▸ **TASK OBJECTIVE**
Copy the items from the line with "Q. Point to the river" to the line with "pixel 368 232", both ends included, and nothing else. Keep every line the same, but raise each coordinate after the word pixel by 7.

▸ **STORED ROWS**

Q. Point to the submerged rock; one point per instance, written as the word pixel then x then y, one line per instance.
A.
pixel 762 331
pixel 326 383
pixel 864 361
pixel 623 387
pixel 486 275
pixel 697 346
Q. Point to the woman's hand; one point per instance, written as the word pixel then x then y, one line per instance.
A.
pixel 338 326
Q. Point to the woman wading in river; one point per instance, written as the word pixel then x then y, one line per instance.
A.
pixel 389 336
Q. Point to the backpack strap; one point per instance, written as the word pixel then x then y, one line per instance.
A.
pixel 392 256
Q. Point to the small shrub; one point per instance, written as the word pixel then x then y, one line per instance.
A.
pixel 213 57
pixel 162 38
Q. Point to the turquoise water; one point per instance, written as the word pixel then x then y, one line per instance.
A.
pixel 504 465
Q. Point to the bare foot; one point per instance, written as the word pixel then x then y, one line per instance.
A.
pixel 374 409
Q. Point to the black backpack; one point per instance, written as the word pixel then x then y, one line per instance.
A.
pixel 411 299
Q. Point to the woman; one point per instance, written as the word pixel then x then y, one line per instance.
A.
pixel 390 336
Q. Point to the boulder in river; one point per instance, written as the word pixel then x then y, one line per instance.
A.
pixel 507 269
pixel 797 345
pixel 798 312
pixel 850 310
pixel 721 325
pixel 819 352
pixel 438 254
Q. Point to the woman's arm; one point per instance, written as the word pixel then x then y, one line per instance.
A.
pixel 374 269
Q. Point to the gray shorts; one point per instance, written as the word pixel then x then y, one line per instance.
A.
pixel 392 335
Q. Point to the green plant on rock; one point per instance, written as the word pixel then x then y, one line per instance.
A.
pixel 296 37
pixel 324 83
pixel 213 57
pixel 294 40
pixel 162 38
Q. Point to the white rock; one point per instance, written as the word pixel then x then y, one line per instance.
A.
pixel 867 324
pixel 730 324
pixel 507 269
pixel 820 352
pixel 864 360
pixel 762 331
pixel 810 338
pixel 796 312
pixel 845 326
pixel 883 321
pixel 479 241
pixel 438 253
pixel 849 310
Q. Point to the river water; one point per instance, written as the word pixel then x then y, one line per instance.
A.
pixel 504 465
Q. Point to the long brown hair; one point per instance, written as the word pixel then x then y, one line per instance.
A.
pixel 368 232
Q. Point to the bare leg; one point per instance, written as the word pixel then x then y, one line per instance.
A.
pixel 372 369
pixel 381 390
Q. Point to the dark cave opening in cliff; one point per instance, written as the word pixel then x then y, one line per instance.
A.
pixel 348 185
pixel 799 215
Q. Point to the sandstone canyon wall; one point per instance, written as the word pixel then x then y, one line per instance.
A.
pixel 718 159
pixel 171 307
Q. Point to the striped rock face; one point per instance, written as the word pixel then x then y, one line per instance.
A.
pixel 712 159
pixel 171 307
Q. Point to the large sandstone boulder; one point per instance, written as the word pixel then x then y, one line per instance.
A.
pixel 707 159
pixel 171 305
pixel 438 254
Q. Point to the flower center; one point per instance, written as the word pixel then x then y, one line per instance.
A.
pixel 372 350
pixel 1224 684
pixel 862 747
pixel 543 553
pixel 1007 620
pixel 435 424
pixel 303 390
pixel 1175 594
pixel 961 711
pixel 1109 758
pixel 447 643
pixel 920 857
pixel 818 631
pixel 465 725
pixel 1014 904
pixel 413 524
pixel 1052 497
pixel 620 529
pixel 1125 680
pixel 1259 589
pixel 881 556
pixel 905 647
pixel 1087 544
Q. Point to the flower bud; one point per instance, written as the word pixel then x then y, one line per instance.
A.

▸ **TASK RESULT**
Q. Point to the river water; one point per instance, written as the word pixel then x then y, one line per instance.
A.
pixel 511 472
Q. Point to the long brown hair; one point per instance, written as the word pixel then x then y, one line per instance.
A.
pixel 375 239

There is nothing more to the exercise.